## TEXTE À ANALYSER:
________
Ces plantes amères stimulent la digestion et les fonctions du foie. Pline explique que les Gaulois l’utilisent pour évacuer les substances nocives. On retrouve donc ici le concept de nettoyage et d’élimination, de dépuration, concept qui a intégré la philosophie naturopathique.
Apparemment les Gaulois utilisaient aussi les résines des conifères. Pline parle de « résine de Gaule ». On la préparait sous forme d’électuaire, c’est-à-dire qu’on mélangeait la résine avec du miel pour en faire une pâte à consommer pour "les toux anciennes". Ceci fait référence à une infection respiratoire qui avait été mal soignée.
La résine permettait de désinfecter les bronches, de liquéfier les derniers déchets afin de pouvoir les expectorer afin de résoudre la situation. Une utilisation que l’on retrouve aujourd’hui avec tous les résineux, voir ma vidéo sur les bourgeons de pin.
Soin des yeux
Une autre particularité de la médecine gauloise est l’importance accordée aux soins des yeux, ce qui peut paraître surprenant. On ne sait pas exactement pourquoi aujourd’hui.
On fabriquait des collyres secs sous forme de bâtonnets, fabriqués à partir d’une pâte qu’on avait fait sécher. Dans cette pâte, on pouvait mettre plusieurs plantes - pavot, tilleul, rose, coing, buis, etc. Et si on y réfléchit, on arrive à voir la logique. Le coing par exemple est très astringent, il va resserrer des muqueuses enflammées. Le tilleul est mucilagineux, il va adoucir une muqueuse irritée. Les pétales de rose sont un peu des deux, astringent et anti-inflammatoire.
________
## DONNÉES DE DÉPART:
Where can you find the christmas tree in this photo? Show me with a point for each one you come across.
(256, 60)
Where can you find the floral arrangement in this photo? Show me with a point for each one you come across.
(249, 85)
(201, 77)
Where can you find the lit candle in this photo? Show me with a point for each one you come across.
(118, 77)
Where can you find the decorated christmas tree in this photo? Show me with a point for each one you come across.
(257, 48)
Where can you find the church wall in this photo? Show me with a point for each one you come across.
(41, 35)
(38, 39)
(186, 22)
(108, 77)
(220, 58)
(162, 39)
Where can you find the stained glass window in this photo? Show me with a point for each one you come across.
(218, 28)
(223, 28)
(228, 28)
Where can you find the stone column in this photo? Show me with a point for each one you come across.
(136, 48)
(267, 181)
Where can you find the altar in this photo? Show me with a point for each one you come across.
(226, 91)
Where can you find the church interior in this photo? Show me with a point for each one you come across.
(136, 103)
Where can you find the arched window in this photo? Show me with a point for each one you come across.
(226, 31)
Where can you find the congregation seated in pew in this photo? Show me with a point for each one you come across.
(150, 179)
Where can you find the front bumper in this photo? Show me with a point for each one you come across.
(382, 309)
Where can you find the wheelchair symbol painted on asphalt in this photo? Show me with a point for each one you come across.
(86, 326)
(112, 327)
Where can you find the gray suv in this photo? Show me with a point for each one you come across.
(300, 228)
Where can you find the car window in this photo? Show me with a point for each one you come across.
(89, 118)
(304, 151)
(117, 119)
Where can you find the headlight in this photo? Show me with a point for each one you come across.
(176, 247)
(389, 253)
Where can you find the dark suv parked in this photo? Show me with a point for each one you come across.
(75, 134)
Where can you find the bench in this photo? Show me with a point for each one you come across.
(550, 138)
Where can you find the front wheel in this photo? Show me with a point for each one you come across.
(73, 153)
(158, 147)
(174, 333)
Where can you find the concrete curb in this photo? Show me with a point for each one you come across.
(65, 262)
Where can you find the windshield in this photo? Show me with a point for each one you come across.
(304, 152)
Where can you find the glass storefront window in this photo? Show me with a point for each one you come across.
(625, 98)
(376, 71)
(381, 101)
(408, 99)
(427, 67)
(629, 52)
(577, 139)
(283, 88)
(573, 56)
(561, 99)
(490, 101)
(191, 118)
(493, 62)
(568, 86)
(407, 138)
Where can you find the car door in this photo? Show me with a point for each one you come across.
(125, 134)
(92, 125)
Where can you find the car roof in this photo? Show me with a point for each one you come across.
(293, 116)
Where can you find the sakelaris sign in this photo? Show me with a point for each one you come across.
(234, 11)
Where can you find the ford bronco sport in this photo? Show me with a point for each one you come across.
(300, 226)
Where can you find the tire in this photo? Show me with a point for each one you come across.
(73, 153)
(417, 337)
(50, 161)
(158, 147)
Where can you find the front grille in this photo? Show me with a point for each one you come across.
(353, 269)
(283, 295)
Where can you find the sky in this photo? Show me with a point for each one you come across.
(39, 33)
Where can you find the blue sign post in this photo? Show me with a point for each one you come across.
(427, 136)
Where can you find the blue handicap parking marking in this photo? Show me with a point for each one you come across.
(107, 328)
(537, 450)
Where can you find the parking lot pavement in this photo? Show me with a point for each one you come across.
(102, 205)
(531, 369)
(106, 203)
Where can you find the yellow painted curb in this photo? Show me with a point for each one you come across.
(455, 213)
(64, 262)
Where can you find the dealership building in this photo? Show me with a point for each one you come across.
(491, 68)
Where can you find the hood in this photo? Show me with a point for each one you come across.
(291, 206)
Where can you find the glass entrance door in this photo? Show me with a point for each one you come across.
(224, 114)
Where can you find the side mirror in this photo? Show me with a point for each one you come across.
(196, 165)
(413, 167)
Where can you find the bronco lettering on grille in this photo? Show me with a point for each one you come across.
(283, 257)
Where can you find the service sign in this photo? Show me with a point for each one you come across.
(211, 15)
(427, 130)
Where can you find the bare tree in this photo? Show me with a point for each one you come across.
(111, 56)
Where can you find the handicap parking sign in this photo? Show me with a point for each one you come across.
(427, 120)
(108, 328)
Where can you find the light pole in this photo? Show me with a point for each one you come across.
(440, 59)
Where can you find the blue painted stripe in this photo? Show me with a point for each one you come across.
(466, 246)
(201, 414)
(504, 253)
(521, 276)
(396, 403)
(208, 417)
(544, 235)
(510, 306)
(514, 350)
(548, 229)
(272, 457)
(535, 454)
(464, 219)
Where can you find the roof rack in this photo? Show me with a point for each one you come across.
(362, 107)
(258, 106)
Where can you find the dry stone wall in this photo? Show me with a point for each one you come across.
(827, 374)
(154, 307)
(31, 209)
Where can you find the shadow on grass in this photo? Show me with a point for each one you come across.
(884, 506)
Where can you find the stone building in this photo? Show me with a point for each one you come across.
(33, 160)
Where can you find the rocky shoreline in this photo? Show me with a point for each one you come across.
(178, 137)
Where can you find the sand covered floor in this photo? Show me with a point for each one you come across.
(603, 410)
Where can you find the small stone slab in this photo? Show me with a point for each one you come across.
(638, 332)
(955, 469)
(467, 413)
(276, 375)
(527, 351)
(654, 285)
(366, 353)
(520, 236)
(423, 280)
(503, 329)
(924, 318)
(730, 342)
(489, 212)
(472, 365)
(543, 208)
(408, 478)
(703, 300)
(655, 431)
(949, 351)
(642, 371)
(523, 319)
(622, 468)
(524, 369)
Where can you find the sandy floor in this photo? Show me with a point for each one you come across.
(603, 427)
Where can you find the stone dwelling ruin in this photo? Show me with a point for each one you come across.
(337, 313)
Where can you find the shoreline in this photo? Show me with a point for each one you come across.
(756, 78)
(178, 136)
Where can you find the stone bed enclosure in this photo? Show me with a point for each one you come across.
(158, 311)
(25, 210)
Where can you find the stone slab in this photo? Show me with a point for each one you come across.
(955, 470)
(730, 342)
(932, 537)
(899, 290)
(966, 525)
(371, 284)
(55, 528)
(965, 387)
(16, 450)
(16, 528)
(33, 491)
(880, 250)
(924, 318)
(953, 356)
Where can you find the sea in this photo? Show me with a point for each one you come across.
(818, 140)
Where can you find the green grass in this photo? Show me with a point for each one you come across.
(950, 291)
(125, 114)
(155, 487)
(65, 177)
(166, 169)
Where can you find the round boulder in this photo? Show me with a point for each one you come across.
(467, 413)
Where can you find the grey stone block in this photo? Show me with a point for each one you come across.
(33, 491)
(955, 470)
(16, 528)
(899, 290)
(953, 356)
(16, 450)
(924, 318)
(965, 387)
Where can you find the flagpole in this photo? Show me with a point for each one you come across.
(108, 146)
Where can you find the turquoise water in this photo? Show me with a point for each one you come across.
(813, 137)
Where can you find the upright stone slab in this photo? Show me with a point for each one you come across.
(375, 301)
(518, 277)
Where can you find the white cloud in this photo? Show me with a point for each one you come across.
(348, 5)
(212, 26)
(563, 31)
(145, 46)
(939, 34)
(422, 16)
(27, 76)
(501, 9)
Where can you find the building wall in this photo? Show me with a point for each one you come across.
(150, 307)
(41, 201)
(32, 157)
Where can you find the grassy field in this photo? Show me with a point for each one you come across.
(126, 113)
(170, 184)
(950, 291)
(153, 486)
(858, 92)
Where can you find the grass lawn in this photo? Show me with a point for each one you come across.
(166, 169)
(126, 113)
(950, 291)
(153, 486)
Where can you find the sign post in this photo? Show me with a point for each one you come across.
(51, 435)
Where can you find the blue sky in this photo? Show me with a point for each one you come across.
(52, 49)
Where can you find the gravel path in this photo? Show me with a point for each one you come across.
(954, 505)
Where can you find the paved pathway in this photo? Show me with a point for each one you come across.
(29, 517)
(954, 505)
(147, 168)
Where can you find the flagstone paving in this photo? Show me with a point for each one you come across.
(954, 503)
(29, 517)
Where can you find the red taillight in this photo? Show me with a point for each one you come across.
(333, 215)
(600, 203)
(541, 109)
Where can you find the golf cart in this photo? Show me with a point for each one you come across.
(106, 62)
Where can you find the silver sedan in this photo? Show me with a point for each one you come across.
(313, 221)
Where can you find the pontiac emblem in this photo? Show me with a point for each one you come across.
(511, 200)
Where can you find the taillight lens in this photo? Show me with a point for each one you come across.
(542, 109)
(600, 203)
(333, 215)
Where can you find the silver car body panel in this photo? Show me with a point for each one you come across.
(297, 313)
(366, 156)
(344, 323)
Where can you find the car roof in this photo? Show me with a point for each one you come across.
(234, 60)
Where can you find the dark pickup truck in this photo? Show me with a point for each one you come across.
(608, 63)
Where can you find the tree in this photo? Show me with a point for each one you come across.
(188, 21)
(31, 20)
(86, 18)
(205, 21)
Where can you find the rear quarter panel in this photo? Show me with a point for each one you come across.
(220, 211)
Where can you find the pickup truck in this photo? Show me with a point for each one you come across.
________
## TRAVAIL À FAIRE:
- a) D'après le texte à analyser, avec quel ingrédient mélangeait-on la résine pour obtenir l'électuaire ?
- b) Relevez toutes les plantes que le texte à analyser cite nommément comme ingrédients possibles de la pâte des collyres secs.

## RÉPONSES SUCCESSIVES:
- a) Avec du miel.

- b) Le pavot, le tilleul, la rose, le coing et le buis.